◆ **TEXT PROVIDED**:
━━━━━━━━━━

The tales of a half-Spanish, Southern guy with Yorkshire roots living in Bolton and looking for some half-decent grub

Sunday 22 June 2014

La Becasse, Ludlow

As you can probably tell from our recent blog posts, we certainly treated ourselves to some lovely meals on our family holiday.  

This was the case 
again on the way home when we decided to spend a night in Ludlow.

La Bécasse was the proud holder of a Michelin Star but sadly lost it last year. In their quest to regain the honour, chef Chris O'Halloran came on board. He, with the rest of the team, are offering one of the best dining experiences available.

We had booked to stay at a historic hotel The Feathers  (photo below) in the centre of Ludlow so we only had a short stroll down the hill to the restaurant. We had arrived in the town a few hours earlier than planned and La Bécasse were very accommodating in moving our reservation forward two hours earlier than we originally booked for.  

Like many places in Ludlow, the restaurant interior is traditionally oak panelled and timber framed adding to the atmosphere. From the moment we arrived we were made to feel special by restaurant manager Marc Antoine De Re and he invited us to have a drink in the upstairs lounge.  

Complete with beams and sloping floors, the lounge is a comfortable setting to begin the evening. Hannah promptly ordered a perfectly mixed Cosmopolitan and I went for a soft drink.

To go with our beverages were a quartet of bar snacks including sweet potato crisps, caramelised nuts, chilli popcorn and olives.  A nice few bites to prepare us for the meal ahead.

After being informed that our table was ready, we relocated to the downstairs dining room where they had placed us at a special table for our anniversary that allowed us to look out towards the rest of the restaurant and the kitchen.  

The dining room exudes luxury with oak panelling contrasted against areas of exposed brick.  Suede artwork of rich reds and oranges along with carefully crafted glass work adds to the feeling that you are somewhere special.

I ordered the Gourmand Tasting Menu to taste all the delights available whilst Hannah ordered from the dinner menu.  

Chef's Seasonal Appertiser:
To start we were brought small cones filled with salmon tartare.  It was light but full of flavour with a gentle hint of sweetness from a delicate créme fraiche.

━━━━━━━━━━

◆ **RECORDS**:
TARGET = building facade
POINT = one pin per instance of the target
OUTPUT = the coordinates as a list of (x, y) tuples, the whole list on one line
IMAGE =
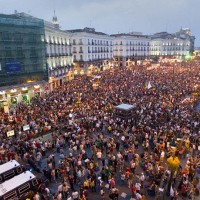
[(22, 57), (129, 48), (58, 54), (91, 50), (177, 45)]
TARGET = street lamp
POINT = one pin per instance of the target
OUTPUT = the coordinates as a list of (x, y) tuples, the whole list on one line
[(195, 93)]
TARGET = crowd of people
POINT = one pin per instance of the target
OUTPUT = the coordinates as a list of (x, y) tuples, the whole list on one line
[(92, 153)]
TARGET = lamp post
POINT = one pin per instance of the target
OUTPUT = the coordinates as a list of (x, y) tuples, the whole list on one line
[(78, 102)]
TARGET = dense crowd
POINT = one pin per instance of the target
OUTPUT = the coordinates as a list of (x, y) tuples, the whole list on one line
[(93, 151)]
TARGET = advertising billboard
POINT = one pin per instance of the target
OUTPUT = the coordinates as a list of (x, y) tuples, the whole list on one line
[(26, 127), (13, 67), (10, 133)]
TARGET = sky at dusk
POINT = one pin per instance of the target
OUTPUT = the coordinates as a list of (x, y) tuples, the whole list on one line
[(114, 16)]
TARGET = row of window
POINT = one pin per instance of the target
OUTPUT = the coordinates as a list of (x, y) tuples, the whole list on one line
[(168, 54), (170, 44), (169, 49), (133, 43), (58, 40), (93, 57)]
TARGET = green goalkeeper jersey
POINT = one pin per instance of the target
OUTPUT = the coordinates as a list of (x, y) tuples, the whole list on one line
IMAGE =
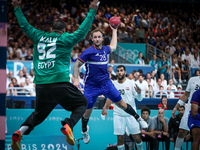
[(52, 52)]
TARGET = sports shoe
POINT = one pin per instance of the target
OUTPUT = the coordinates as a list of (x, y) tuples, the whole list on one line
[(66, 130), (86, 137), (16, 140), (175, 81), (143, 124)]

━━━━━━━━━━

◆ **SET TASKS**:
1. Write out the passage of the La Bécasse review, starting with "To go with our" and going on through "the dinner menu.".
2. Carry the La Bécasse review forward from the point where it stops.

◆ **ANSWERS PER TASK**:
1.
To go with our beverages were a quartet of bar snacks including sweet potato crisps, caramelised nuts, chilli popcorn and olives.  A nice few bites to prepare us for the meal ahead.

After being informed that our table was ready, we relocated to the downstairs dining room where they had placed us at a special table for our anniversary that allowed us to look out towards the rest of the restaurant and the kitchen.  

The dining room exudes luxury with oak panelling contrasted against areas of exposed brick.  Suede artwork of rich reds and oranges along with carefully crafted glass work adds to the feeling that you are somewhere special.

I ordered the Gourmand Tasting Menu to taste all the delights available whilst Hannah ordered from the dinner menu.

2.
A Tray of Warm Breads:
The obligatory bread was served warm in three different flavours.  The beer bread had a unique tangy aftertaste which made it my favourite of the trio. The Parmesan bread and walnut rolls also went very well with the silky smooth butter.

Amuse Bouche:
To further prepare us for our starters, we were served with a small cup full of sweet potato soup with basil ice cream.  The combination works a treat and the different temperatures sit nicely on the tongue.  

My first starter arrived which consisted of lobster ravioli with scallop, tomato and spinach.  The server then poured over a creamy chervil veloute which gave the dish a depth of flavour.  Definitely the nicest lobster dish I have tried.

My next starter was something I would not usually order were it ever on an á la carte menu but this is the wonder of the tasting menu. You end up trying things that you normally overlook when given a choice.  The ballotine had the distinct flavour of duck's liver, matched with free range chicken, cauliflower, marinate mushrooms and a port syrup.


An asparagus risotto served inside a squid.  A new combination of flavours for me.

As Hannah didn't go for the tasting menu, she ordered the loin and confit shoulder of lamb. Pink and tasty packed with flavour. It was accompanied by baby onions, buttered vegetables and a thyme jus.  She was even happier when they left her a pot of extra jus... such a Northerner!

Wild Boar:
I have only had boar before and previously found it a little dry. However, this version was anything but.  I devoured the boar cheek and the bourguignon reduction in no time. This was easily my favourite course.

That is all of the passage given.